EXERCISE INPUT:
··········

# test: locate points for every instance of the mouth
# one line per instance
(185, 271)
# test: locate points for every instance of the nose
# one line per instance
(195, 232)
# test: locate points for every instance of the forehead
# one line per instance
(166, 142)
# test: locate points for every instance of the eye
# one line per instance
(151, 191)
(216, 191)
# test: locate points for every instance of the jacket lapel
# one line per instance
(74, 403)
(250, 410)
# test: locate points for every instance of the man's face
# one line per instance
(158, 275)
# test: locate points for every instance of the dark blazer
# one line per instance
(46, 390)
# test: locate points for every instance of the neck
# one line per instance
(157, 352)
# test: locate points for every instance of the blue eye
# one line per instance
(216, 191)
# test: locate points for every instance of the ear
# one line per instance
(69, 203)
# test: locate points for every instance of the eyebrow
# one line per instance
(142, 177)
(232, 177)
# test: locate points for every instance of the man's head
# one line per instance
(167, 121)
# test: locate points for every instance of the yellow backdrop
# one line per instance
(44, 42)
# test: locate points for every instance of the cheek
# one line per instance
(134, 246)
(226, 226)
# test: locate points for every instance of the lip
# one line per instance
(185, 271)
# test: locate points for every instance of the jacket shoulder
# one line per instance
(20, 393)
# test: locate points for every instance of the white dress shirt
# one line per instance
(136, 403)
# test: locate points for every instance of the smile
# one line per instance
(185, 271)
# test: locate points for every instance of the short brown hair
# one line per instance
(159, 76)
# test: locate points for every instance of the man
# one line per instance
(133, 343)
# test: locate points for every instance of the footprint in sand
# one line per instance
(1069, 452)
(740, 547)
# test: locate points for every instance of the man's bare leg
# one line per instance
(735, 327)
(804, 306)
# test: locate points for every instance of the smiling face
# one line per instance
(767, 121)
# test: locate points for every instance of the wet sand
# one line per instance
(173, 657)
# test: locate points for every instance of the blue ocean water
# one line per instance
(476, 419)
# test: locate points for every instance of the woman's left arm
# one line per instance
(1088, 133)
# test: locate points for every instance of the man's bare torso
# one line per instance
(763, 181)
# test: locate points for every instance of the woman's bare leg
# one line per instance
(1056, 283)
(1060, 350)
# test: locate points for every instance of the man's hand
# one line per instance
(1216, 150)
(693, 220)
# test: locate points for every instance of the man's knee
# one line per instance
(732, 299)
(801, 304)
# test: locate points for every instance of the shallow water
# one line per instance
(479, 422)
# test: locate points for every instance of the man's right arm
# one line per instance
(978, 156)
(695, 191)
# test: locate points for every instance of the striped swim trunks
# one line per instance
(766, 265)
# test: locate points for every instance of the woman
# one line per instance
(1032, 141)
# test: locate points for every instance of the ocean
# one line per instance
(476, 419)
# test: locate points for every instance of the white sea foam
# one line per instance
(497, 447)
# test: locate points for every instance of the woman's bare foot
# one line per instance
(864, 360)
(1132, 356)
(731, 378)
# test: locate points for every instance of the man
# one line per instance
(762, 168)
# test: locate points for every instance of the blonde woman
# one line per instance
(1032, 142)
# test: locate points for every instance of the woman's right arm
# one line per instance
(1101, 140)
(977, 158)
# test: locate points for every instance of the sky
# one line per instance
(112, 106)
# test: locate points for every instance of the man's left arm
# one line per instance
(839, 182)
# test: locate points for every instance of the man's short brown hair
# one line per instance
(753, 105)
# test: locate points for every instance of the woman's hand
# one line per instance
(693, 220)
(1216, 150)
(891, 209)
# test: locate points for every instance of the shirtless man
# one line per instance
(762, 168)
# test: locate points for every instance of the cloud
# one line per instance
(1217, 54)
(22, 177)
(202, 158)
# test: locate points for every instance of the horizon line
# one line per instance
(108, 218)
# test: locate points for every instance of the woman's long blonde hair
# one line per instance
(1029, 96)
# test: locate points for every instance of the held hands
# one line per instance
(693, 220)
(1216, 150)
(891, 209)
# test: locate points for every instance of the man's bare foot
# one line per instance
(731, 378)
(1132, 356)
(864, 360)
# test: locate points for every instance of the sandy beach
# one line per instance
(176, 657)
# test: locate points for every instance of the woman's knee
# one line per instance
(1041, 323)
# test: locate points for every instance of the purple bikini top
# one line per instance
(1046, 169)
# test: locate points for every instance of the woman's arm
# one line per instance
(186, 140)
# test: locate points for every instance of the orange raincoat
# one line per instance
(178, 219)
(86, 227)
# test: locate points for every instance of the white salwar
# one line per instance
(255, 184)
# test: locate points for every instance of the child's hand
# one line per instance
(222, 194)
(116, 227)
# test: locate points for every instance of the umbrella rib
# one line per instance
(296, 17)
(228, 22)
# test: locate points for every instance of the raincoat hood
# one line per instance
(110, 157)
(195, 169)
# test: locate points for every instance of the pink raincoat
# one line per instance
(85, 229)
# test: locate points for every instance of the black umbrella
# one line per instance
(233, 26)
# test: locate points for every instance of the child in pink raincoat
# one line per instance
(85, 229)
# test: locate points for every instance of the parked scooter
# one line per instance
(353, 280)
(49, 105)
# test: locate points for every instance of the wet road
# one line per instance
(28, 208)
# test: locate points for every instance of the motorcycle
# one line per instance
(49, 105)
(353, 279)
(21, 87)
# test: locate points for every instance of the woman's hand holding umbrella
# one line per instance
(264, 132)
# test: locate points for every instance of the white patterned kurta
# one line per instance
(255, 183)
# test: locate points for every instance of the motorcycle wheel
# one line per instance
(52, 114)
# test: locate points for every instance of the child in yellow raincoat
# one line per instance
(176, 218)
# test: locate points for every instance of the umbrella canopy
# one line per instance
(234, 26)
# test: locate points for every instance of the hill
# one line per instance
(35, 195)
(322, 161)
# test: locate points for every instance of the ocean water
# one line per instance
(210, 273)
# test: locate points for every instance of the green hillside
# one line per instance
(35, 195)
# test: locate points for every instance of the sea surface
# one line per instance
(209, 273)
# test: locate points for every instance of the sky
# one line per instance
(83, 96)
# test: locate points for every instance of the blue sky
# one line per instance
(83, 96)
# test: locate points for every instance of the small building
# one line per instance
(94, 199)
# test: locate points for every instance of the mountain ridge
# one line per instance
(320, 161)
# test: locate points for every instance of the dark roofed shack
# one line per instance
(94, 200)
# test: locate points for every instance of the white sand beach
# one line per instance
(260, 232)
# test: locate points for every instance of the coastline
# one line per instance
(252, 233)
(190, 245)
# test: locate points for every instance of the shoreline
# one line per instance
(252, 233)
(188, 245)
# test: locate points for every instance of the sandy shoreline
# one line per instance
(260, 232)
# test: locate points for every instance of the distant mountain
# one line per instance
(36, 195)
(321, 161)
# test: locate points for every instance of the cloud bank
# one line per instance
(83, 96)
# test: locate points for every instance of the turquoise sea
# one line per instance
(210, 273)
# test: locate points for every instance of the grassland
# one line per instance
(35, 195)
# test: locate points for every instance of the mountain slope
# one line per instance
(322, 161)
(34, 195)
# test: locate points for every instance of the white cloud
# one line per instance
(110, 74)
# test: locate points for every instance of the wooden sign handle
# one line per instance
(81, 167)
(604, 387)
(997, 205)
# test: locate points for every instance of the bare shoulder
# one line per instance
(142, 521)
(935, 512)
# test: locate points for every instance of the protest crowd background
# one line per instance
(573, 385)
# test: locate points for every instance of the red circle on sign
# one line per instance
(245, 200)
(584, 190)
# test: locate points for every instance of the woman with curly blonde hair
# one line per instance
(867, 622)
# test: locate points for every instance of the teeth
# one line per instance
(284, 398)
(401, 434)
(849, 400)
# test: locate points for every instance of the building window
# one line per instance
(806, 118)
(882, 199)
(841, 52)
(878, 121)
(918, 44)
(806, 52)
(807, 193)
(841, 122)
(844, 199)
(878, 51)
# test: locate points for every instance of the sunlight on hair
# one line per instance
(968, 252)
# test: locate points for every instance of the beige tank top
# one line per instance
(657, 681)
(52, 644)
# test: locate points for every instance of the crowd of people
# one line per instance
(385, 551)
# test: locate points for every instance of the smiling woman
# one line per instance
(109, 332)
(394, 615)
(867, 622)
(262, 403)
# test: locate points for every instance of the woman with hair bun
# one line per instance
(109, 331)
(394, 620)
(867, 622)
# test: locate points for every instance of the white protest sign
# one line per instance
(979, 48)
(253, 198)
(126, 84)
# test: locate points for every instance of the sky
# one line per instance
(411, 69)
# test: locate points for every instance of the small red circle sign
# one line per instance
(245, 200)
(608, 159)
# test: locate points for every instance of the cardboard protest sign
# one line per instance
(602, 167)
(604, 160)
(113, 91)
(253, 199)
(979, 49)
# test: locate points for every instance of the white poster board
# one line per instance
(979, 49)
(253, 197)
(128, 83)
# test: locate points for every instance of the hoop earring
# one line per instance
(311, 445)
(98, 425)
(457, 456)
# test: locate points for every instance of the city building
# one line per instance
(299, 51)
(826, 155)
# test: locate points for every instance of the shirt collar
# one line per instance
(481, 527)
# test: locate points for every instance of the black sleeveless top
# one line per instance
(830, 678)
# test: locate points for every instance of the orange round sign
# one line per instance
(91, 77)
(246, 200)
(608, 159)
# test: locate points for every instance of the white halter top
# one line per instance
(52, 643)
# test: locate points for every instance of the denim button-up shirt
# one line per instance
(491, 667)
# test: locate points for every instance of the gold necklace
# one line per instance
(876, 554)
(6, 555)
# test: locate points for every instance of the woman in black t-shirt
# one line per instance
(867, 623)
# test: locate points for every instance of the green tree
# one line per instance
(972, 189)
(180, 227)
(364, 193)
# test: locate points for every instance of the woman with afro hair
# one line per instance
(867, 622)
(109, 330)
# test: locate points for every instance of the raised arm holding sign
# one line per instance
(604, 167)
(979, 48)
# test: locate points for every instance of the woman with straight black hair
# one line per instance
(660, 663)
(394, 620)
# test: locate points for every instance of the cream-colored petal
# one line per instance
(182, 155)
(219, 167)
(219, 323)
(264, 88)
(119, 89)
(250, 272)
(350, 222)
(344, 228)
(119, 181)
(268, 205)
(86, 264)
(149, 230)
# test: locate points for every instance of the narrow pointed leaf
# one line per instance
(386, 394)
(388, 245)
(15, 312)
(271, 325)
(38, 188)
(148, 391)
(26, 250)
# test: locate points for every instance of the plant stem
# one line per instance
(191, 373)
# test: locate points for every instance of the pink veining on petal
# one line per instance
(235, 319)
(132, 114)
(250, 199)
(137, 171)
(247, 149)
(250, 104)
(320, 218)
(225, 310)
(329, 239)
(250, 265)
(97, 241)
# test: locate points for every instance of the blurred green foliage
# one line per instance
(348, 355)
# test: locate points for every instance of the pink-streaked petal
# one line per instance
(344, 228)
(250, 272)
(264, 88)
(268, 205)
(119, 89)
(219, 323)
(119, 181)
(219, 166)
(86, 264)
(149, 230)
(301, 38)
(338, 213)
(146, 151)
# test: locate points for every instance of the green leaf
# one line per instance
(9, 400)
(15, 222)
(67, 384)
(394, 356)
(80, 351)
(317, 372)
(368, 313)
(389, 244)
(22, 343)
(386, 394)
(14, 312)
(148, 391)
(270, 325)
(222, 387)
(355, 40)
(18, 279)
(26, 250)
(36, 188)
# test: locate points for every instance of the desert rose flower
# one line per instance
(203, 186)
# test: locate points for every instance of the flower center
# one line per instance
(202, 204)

··········

TASK INSTRUCTIONS:
Copy only this span: the line that contains "# test: locate points for every instance of the pink-streaked", the last line, and every line between them.

EXERCISE SOLUTION:
# test: locate points for every instance of the pink-streaked petal
# one line per instance
(344, 228)
(250, 272)
(264, 88)
(268, 205)
(119, 89)
(219, 323)
(119, 181)
(219, 166)
(86, 264)
(149, 230)
(301, 38)
(338, 213)
(146, 151)
# test: locate points for every instance of the green leaf
# one line per instance
(9, 400)
(15, 222)
(67, 384)
(394, 356)
(80, 351)
(317, 372)
(368, 313)
(389, 244)
(22, 343)
(386, 394)
(14, 312)
(148, 391)
(270, 325)
(222, 387)
(355, 40)
(18, 279)
(26, 250)
(36, 188)
# test: locate points for every instance of the desert rose flower
# one line per instance
(203, 186)
# test: locate points for every instance of the flower center
# one line per instance
(202, 204)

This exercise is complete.